**Data extract**
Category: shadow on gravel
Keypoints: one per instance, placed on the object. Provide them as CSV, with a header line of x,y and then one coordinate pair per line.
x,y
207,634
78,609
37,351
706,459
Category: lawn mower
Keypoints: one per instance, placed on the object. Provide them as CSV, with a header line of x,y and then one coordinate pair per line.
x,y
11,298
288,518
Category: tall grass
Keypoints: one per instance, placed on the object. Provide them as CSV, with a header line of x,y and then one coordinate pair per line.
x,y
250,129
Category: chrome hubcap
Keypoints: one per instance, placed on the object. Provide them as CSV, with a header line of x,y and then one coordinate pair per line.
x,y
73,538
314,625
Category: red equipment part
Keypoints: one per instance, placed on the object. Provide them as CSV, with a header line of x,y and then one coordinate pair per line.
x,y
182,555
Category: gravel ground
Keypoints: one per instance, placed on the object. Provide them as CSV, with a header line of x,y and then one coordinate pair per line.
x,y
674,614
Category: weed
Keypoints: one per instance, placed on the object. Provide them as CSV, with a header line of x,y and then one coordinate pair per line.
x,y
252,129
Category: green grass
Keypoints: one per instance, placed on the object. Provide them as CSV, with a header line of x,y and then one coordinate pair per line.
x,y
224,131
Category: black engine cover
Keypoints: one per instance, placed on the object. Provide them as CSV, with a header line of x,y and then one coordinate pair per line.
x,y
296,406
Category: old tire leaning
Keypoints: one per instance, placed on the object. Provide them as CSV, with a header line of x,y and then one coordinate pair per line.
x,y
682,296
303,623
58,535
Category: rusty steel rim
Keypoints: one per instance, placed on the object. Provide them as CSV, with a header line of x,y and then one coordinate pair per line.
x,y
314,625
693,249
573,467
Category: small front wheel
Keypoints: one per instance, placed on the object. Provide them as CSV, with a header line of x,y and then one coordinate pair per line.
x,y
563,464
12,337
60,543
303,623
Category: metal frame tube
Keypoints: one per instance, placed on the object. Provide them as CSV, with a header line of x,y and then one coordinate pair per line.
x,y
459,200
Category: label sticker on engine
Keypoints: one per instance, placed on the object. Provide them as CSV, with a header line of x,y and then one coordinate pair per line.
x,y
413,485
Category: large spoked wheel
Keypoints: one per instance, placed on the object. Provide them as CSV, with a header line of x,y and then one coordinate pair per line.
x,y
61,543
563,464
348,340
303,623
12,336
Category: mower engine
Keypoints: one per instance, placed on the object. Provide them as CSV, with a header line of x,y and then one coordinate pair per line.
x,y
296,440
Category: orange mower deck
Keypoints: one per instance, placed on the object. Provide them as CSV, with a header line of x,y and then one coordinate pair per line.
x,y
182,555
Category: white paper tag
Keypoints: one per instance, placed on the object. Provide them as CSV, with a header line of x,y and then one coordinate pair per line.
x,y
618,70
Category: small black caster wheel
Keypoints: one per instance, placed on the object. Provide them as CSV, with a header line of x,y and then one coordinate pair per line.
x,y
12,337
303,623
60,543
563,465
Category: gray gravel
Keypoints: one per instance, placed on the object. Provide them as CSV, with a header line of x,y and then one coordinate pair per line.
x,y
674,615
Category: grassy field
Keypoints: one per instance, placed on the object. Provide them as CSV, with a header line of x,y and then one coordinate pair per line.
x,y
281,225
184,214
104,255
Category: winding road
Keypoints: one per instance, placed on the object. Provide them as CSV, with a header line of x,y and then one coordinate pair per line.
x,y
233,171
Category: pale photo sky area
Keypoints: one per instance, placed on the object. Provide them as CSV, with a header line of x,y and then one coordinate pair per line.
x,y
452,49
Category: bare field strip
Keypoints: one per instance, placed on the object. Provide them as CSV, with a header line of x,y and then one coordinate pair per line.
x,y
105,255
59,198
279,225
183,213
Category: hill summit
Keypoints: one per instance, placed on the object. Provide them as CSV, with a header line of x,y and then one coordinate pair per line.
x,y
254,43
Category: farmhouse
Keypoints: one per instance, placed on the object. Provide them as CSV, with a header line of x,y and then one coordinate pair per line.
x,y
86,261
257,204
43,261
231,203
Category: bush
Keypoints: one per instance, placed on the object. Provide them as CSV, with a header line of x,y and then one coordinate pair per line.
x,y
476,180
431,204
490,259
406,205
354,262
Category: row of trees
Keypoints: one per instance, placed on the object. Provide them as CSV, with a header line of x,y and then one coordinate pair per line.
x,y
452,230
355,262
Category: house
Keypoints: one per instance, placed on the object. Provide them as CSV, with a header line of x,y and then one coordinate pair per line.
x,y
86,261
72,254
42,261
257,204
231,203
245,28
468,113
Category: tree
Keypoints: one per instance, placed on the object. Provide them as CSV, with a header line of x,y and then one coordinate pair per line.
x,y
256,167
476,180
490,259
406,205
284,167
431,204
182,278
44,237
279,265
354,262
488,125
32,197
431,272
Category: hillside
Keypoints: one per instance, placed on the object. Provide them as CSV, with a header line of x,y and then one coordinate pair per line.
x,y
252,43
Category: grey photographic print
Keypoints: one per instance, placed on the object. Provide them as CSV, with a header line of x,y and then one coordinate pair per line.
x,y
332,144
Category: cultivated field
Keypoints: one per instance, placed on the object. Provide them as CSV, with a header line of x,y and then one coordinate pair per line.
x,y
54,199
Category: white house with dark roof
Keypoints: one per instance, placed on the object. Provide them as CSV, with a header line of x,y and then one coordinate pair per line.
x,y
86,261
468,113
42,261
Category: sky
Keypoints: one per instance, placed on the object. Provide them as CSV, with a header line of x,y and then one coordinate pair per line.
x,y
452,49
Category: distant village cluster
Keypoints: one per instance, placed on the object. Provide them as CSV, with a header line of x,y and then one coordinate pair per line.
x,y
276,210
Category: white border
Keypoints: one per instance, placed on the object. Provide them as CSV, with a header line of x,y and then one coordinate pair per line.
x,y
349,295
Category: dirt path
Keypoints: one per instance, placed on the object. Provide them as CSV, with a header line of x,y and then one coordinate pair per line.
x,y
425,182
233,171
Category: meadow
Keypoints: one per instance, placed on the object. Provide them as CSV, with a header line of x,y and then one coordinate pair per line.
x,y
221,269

**Problem description**
The whole listing must be reproduced exactly. Do not skip a line.

**Output**
Category: shadow on gravel
Keypoints: one per instance, placed on the object. Provide them as CSV, with a header line of x,y and then one coordinate pair per line.
x,y
207,634
78,609
37,351
706,459
Category: lawn mower
Keypoints: one per instance, placed on the object. Provide them as CSV, with a header line of x,y and then one coordinate pair per line.
x,y
11,298
288,518
Category: tall grass
Keypoints: one per instance, placed on the object. Provide them as CSV, with a header line of x,y and then one coordinate pair per line.
x,y
250,129
Category: chrome hubcap
Keypoints: one per instance, placed on the object. Provide them as CSV, with a header line of x,y and then one coordinate pair per line.
x,y
73,538
314,625
Category: red equipment part
Keypoints: one per instance, placed on the object. Provide them as CSV, with a header line of x,y and then one coordinate pair per line.
x,y
182,555
Category: gravel ground
Keypoints: one per instance, placed on the object. Provide them as CSV, with a header line of x,y and then one coordinate pair per line.
x,y
674,614
Category: weed
Keypoints: one per instance, placed on the object. Provide them as CSV, with a header line of x,y and then one coordinate pair per line.
x,y
252,129
Category: green grass
Keypoints: one per instance, placed on the object. Provide them as CSV, with a header line of x,y and then one coordinate pair per line.
x,y
224,131
Category: black engine cover
Keypoints: one per instance, placed on the object. Provide them as CSV, with a header line of x,y and then one coordinate pair per line.
x,y
296,406
Category: old tire leaning
Keypoints: one per instance, placed on the object. Provide them as CSV, with a header line of x,y and then one coordinate pair per line.
x,y
682,296
303,623
58,535
Category: rusty steel rim
Keypoints: one per instance, placed on the object. Provide them as CSV, with a header line of x,y and then one coordinate pair per line.
x,y
314,625
693,249
573,467
Category: small front wheel
Keypoints: one per instance, placed on the object. Provide them as CSV, with a header line of x,y and then one coordinate pair per line.
x,y
563,464
12,337
60,543
303,623
Category: metal frame tube
Keypoints: one per instance, placed on the object. Provide them as CSV, with a header line of x,y and then one coordinate pair per line.
x,y
459,200
Category: label sticker on engine
Keypoints: one per instance, placed on the object. Provide them as CSV, with a header line of x,y and then one coordinate pair per line.
x,y
413,485
Category: large spoked wheel
Keypoints: one per instance, placed on the object. Provide them as CSV, with a header line of x,y and then one coordinate pair per line.
x,y
61,543
563,464
348,340
303,623
12,336
Category: mower engine
Keypoints: one per instance, placed on the object. Provide them as CSV, with a header line of x,y and then one coordinate pair per line.
x,y
296,440
Category: orange mower deck
Keypoints: one per instance, placed on the object. Provide them as CSV, with a header line of x,y and then one coordinate pair per line.
x,y
182,555
Category: white paper tag
Keypoints: one per instance, placed on the object. Provide them as CSV, with a header line of x,y and then one coordinate pair per line.
x,y
618,70
Category: small black caster wheel
Keypoints: one per instance, placed on the object. Provide them as CSV, with a header line of x,y and then one coordinate pair per line.
x,y
12,337
303,623
60,543
563,465
Category: gray gravel
Keypoints: one per instance, placed on the object. Provide them as CSV, with a header line of x,y and then one coordinate pair per line.
x,y
674,615
Category: grassy field
Keypoints: one per instance, placed on the object. Provide them as CSV, with a header line of x,y and then one coordinate pair per line.
x,y
281,225
184,214
104,255
Category: winding road
Keypoints: one per instance, placed on the object. Provide them as CSV, with a header line of x,y and then one coordinate pair per line.
x,y
233,171
Category: pale photo sky area
Keypoints: one per instance, placed on the object. Provide them as CSV, with a header line of x,y and then one coordinate pair per line.
x,y
452,49
Category: bare field strip
Keypoints: one per instance, placed on the object. Provide them as CSV, with a header line of x,y and then one coordinate pair per line.
x,y
105,255
59,198
279,225
183,213
Category: hill summit
Keypoints: one per instance, placed on the object. Provide them as CSV, with a header line of x,y and then one coordinate pair per line.
x,y
254,43
Category: farmhouse
Keypoints: one per instance, placed on the object. Provide them as CSV, with a header line of x,y and then one coordinate pair per line.
x,y
86,261
257,204
43,261
231,203
Category: bush
Keypoints: one per instance, placed on the object. Provide them as CSV, with a header line of x,y and then one coordinate pair per line.
x,y
476,180
431,204
490,259
406,205
354,262
Category: row of trees
Keypoints: one per instance, placed on the object. Provide them as CSV, with a header line of x,y and then one coordinate pair per line.
x,y
452,230
355,262
Category: house
Keypoints: one per instance, placed on the object. Provide them as CSV, with a header line of x,y and then one coordinate pair per line.
x,y
86,261
72,254
42,261
257,204
231,203
245,28
468,113
Category: tree
Keypoints: one per instance, placed on the object. Provide them as CSV, with a header line of x,y and then one coordinate pair per line.
x,y
256,167
476,180
490,259
406,205
284,167
431,204
182,278
44,237
279,265
354,262
488,125
32,197
431,272
Category: hillside
Keypoints: one per instance, placed on the object. Provide them as CSV, with a header line of x,y and then one coordinate pair per line.
x,y
252,43
Category: grey photographic print
Keypoints: one per instance, placed on the object. Provide them as CSV, with a header line of x,y and then one coordinate pair per line.
x,y
332,144
Category: cultivated field
Keypoints: one per instance, placed on the object. Provide them as CSV, with a header line of x,y and then one coordinate pair per line.
x,y
54,199
Category: white house with dark roof
Keypoints: one per instance, placed on the object. Provide them as CSV, with a header line of x,y and then one coordinate pair per line.
x,y
86,261
468,113
42,261
Category: sky
Keypoints: one per instance, placed on the object. Provide them as CSV, with a header line of x,y and then one coordinate pair per line.
x,y
452,49
Category: distant village cluster
Keypoints: one per instance, placed on the object. Provide them as CSV, with a header line of x,y and then one coordinate pair per line.
x,y
276,210
Category: white border
Keypoints: one per instance, placed on the object. Provide them as CSV, with a header line of x,y and then one coordinate pair per line.
x,y
349,295
Category: dirt path
Keypoints: one per instance, placed on the object. Provide them as CSV, with a header line of x,y and then one coordinate pair per line.
x,y
425,182
233,171
Category: meadow
Keypoints: one per instance, placed on the object. Provide them as CSV, with a header line of x,y and then one coordinate pair per line.
x,y
221,269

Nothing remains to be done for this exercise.